## Task prompt:
If a line of the listing contains the string "green", return that line.

## Data records:
━━━

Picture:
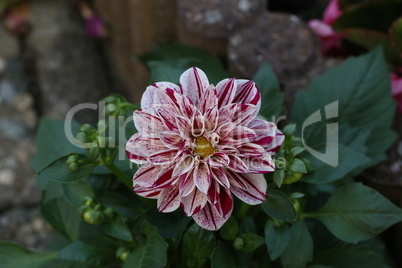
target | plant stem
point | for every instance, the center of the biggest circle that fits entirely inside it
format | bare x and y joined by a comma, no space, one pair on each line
121,175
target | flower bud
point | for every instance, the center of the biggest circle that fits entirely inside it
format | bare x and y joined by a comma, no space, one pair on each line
238,243
292,177
93,216
108,212
102,127
86,128
94,151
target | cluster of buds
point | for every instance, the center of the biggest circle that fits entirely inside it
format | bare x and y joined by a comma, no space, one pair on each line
94,213
289,166
116,105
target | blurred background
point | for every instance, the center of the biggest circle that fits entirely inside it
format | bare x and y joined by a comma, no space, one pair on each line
55,54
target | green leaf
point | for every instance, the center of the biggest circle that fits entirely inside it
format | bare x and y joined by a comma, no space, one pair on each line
276,238
299,251
13,256
59,171
96,251
117,228
369,39
61,215
151,254
349,160
251,242
360,89
76,191
126,207
396,34
271,95
224,258
351,256
278,177
278,205
230,229
298,166
52,143
356,212
198,244
168,62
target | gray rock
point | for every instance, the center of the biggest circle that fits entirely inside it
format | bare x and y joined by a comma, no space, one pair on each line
283,40
8,44
69,68
217,18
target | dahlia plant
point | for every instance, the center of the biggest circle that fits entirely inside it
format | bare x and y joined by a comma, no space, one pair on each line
201,139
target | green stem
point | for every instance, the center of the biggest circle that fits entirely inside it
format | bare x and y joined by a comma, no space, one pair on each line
121,175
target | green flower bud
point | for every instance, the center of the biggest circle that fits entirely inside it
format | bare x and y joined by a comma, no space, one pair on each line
89,201
108,212
93,216
292,177
102,127
81,137
73,166
86,128
94,151
238,243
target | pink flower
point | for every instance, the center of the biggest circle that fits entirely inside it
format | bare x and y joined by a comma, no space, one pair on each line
331,42
396,86
200,144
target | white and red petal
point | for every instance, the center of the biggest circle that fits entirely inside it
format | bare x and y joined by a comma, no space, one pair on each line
226,113
193,202
245,114
224,204
226,91
247,93
220,176
236,164
148,123
185,164
208,99
169,199
218,159
151,193
202,177
210,219
163,157
255,192
148,101
197,124
171,139
194,82
211,118
275,144
251,150
186,184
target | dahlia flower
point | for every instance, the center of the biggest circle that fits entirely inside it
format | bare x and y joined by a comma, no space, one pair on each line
201,143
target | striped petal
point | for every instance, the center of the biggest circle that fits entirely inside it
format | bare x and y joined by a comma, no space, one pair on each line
185,164
210,219
147,192
148,123
194,82
202,177
193,202
148,101
226,91
169,199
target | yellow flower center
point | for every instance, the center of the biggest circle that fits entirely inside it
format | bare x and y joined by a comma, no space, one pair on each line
203,147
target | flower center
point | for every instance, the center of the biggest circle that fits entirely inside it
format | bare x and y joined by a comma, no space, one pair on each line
203,147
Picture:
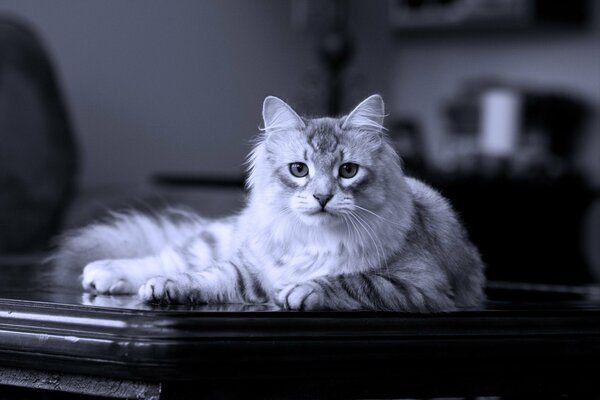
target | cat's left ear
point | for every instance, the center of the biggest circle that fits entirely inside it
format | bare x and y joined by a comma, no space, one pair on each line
368,114
278,115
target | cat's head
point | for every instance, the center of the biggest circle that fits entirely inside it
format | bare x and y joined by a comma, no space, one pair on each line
323,170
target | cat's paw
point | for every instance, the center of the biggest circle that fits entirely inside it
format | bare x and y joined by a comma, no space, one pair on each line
161,289
107,277
303,296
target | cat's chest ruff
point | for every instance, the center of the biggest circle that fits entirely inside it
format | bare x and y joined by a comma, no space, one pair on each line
297,263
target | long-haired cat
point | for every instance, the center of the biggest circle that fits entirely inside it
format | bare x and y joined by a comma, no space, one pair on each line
330,223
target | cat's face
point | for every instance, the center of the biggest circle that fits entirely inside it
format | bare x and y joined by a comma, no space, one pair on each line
327,171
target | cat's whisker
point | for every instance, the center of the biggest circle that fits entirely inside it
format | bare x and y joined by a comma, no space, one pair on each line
368,230
377,215
377,243
360,239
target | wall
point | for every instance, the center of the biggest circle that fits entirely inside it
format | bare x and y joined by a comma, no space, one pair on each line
427,71
157,86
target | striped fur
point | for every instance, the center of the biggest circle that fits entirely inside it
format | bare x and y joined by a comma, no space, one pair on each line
382,241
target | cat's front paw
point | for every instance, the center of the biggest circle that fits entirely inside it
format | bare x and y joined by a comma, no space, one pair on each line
161,289
302,296
107,277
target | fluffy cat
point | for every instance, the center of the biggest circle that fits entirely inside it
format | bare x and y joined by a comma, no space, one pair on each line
331,223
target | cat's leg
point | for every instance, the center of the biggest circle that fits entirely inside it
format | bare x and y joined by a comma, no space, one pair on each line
223,282
408,289
127,275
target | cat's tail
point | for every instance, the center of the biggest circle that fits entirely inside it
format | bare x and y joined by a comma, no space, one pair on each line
129,234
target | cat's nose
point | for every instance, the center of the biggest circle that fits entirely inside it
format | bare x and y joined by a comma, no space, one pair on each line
323,199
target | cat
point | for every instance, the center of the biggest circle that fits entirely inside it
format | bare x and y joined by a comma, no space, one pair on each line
331,223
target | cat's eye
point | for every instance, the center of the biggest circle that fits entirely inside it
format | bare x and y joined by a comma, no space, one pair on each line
348,170
299,170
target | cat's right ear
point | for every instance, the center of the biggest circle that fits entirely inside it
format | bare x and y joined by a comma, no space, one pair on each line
278,116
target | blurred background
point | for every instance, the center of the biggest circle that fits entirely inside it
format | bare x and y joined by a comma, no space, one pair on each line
494,102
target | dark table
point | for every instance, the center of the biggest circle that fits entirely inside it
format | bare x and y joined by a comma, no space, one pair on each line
119,347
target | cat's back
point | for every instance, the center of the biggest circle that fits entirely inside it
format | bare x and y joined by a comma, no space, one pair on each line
436,224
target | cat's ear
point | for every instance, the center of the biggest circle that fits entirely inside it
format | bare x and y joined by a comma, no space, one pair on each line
277,115
368,114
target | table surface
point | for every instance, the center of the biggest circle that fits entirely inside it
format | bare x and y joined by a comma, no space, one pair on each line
551,339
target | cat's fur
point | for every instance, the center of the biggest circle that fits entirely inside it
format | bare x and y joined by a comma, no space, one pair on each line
382,242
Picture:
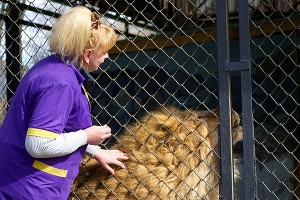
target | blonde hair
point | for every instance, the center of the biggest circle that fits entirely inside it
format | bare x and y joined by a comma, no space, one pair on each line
77,30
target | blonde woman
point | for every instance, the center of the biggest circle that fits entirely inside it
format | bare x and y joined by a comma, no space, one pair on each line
48,126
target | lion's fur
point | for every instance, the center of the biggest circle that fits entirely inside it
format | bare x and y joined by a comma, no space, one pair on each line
173,155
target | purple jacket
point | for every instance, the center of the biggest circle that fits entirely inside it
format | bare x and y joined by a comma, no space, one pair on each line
49,101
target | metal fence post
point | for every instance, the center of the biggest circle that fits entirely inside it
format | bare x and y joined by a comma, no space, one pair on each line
226,185
225,67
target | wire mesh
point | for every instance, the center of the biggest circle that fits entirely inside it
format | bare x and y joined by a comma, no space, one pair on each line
166,54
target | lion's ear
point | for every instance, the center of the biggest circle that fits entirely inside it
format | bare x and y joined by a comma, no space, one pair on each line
167,121
213,113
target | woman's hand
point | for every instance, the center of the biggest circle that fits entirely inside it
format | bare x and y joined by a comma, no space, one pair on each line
110,157
97,134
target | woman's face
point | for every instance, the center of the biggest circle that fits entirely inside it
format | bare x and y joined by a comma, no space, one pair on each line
93,59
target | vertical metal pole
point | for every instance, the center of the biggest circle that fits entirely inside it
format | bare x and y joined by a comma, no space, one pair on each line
12,49
226,185
246,91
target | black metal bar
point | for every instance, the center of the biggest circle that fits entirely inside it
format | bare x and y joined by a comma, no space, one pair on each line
226,185
246,93
12,49
237,66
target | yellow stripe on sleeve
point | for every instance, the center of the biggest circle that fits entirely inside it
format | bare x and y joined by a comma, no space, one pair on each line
49,169
41,133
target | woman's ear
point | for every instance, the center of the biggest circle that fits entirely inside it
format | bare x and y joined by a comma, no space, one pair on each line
86,56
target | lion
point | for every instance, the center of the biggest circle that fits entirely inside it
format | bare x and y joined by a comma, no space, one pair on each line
173,155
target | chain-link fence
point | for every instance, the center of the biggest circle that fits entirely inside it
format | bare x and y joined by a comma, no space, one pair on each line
166,55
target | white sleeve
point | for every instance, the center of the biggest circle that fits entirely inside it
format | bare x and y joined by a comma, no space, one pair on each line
66,143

━━━

## Answer to this exercise:
target | green leaf
target | green stem
target | green flower bud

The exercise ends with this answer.